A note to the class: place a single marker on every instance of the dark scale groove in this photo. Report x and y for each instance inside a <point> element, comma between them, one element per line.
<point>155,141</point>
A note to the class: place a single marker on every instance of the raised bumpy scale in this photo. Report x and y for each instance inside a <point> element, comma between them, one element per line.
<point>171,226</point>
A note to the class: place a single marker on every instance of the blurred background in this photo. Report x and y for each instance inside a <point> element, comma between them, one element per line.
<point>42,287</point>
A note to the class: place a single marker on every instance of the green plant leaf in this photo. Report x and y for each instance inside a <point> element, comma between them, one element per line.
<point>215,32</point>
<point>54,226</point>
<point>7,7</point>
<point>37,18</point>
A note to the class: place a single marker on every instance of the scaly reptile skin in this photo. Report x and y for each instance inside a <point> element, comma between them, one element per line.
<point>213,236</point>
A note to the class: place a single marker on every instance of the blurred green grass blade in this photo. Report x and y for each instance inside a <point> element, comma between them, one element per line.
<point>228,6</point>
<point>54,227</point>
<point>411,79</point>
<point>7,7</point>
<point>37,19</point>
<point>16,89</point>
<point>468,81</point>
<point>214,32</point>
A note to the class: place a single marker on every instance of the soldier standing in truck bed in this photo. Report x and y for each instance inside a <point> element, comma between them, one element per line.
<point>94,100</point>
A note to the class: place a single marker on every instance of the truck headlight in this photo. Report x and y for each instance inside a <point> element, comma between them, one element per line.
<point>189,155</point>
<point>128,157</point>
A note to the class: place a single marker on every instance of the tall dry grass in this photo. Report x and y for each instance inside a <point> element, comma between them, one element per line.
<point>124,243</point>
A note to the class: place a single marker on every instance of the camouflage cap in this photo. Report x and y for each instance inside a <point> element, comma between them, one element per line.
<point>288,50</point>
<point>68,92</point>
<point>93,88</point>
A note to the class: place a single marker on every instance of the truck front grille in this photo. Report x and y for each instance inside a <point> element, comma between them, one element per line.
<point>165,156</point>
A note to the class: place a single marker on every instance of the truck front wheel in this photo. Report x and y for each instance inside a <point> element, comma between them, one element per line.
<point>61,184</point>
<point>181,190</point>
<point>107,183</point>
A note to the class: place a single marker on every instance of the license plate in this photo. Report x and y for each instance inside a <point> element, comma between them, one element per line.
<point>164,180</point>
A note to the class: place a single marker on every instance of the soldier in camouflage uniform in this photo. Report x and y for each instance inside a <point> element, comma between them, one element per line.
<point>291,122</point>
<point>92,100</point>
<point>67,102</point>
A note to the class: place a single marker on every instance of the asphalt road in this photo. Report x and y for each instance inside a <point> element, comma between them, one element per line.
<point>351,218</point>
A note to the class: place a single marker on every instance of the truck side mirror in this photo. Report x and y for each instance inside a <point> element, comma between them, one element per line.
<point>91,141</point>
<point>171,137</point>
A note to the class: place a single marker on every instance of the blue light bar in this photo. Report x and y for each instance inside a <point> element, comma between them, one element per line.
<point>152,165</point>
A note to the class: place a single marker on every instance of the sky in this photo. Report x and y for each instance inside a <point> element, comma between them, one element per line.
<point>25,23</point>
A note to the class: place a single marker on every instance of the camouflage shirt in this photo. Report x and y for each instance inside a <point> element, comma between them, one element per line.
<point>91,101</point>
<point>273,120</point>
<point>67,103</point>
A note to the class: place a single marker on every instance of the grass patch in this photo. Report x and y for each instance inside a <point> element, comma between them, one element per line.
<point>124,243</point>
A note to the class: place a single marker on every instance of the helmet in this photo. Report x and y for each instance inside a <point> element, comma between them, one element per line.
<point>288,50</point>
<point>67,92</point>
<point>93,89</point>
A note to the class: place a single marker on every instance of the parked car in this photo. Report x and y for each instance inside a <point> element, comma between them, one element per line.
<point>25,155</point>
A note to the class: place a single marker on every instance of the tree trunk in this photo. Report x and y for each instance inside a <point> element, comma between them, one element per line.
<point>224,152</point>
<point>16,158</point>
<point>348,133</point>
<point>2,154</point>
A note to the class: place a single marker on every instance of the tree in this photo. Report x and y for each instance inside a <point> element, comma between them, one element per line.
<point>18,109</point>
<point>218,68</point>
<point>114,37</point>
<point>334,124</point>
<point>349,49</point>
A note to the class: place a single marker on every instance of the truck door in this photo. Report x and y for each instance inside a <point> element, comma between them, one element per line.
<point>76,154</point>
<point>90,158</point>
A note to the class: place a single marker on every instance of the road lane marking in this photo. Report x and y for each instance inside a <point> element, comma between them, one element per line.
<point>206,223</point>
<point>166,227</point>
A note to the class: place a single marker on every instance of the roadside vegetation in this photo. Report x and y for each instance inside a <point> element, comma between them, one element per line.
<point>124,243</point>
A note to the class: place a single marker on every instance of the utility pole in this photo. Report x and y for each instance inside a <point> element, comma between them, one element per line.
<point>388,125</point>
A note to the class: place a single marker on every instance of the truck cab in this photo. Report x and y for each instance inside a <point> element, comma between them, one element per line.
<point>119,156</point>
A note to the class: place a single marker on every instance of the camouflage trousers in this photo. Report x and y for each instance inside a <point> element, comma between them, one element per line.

^^^^^^^^^^^^^^^^

● **What is being asked**: Every line of the material should be transcribed without alteration.

● **Exercise output**:
A note to the class: place a single marker on every instance of the dark scale groove in this photo. Report x and y for each instance inside a <point> element, comma between them, one element per line.
<point>155,141</point>
A note to the class: place a single marker on every instance of the raised bumpy scale in this photo. Report x and y for each instance inside a <point> element, comma between them, one element per line.
<point>171,226</point>
A note to the class: place a single marker on every instance of the blurred background in this photo. Report x and y for each instance inside a <point> element, comma between them, one element per line.
<point>42,287</point>
A note to the class: place a single marker on every instance of the green plant leaf in this photo. Report x and y for each instance inside a <point> element, comma between them, one element per line.
<point>215,32</point>
<point>54,226</point>
<point>7,7</point>
<point>37,18</point>
A note to the class: place a single marker on every instance of the scaly reptile skin in this photo. Report x and y for each instance inside a <point> element, comma between them, one element per line.
<point>213,236</point>
A note to the class: place a single marker on every instance of the blurred green grass blade in this photo. Report x and y for each instance inside a <point> element, comma between them, one element per line.
<point>228,6</point>
<point>54,227</point>
<point>411,79</point>
<point>7,7</point>
<point>37,19</point>
<point>16,89</point>
<point>468,81</point>
<point>214,32</point>
A note to the class: place a single marker on every instance of the soldier standing in truck bed in this photo. Report x and y for each instance inside a <point> element, comma between them, one element per line.
<point>94,100</point>
A note to the class: place a single marker on every instance of the truck headlight in this photo. Report x and y for each instance inside a <point> element, comma between them, one element per line.
<point>189,155</point>
<point>128,157</point>
A note to the class: place a single marker on every instance of the tall dry grass in this photo. Report x and y for each instance inside a <point> element, comma between them, one element per line.
<point>124,243</point>
A note to the class: place a single marker on every instance of the camouflage cap in this photo. Report x and y for each instance inside a <point> element, comma between them, one element per line.
<point>288,50</point>
<point>68,92</point>
<point>93,88</point>
A note to the class: place a single marker on every instance of the truck front grille in this photo. Report x and y for each instance inside a <point> element, comma between them, one element per line.
<point>165,156</point>
A note to the class: place a single marker on every instance of the truck front wheel in this photo. Report x and y for each instance inside a <point> element, comma between them, one element per line.
<point>61,184</point>
<point>181,190</point>
<point>107,183</point>
A note to the class: place a single marker on every instance of the license plate in this photo. Report x and y for each instance inside a <point> element, comma between them, one element per line.
<point>164,180</point>
A note to the class: place a single marker on every instance of the soldier in camouflage uniform in this photo. Report x and y for each instance inside a <point> element, comma between them, one element per line.
<point>291,122</point>
<point>92,100</point>
<point>67,102</point>
A note to the class: place a single marker on every instance of the asphalt road in this photo. Report x and y for each instance inside a <point> element, comma between them, one element per line.
<point>351,218</point>
A note to the class: place a single marker on every instance of the truck side mirror in this photo. Report x and y for each instance inside a <point> element, comma between them, one element per line.
<point>91,141</point>
<point>171,137</point>
A note to the class: place a single marker on every instance of the blue light bar in this photo. Report x and y for each instance inside a <point> element, comma between them, one element per line.
<point>152,165</point>
A note to the class: place a single marker on every instance of the sky in this photo. Report x and y for each instance inside a <point> element, comma between them, one element per line.
<point>25,23</point>
A note to the class: place a single marker on every instance of the camouflage shirt in this photo. Report x and y for each instance inside a <point> element, comma between them, one element per line.
<point>91,101</point>
<point>273,120</point>
<point>67,103</point>
A note to the class: place a single marker on every instance of the grass patch in this photo. Report x and y for each instance inside a <point> element, comma between them, one element per line.
<point>124,243</point>
A note to the class: place a single marker on every instance of the helmet in this photo. Report x and y for each instance inside a <point> element, comma between them, one element per line.
<point>288,50</point>
<point>67,92</point>
<point>93,89</point>
A note to the class: place a single marker on every instance of the parked car in this photo. Report x and y for each instance inside a <point> element, comma between them, one element per line.
<point>25,155</point>
A note to the class: place a single marker on every instance of the tree trunk in this photo. Report x and y for each instance inside a <point> element, comma between them, one element per line.
<point>224,152</point>
<point>16,158</point>
<point>348,133</point>
<point>2,154</point>
A note to the class: place a single marker on every instance of the tree in this photo. Report x and y for each instance inside a <point> element, comma between them, one element per line.
<point>18,109</point>
<point>218,68</point>
<point>114,37</point>
<point>334,124</point>
<point>349,49</point>
A note to the class: place a single marker on every instance of the truck door in this photo. Report x and y for each instance inside a <point> element, comma between them, one element per line.
<point>76,154</point>
<point>90,158</point>
A note to the class: place a single marker on every instance of the road lane marking in this photo. Report x and y for each instance inside a <point> element, comma between them, one element per line.
<point>206,223</point>
<point>166,227</point>
A note to the class: place a single marker on every instance of the roadside vegetation in this photo. Report x and y for each instance inside a <point> element, comma between them, one element per line.
<point>124,243</point>
A note to the class: place a single marker on every instance of the utility pole in this photo. Report x and y for each instance inside a <point> element, comma between them, one element per line.
<point>388,125</point>
A note to the class: place a single marker on every instance of the truck cab in this photo. Report x and y for each instance inside a <point> element, comma between them, one element per line.
<point>119,156</point>
A note to the class: place a single marker on every instance of the camouflage trousers in this photo. Report x and y for each instance inside a <point> element, comma between them, one element per line.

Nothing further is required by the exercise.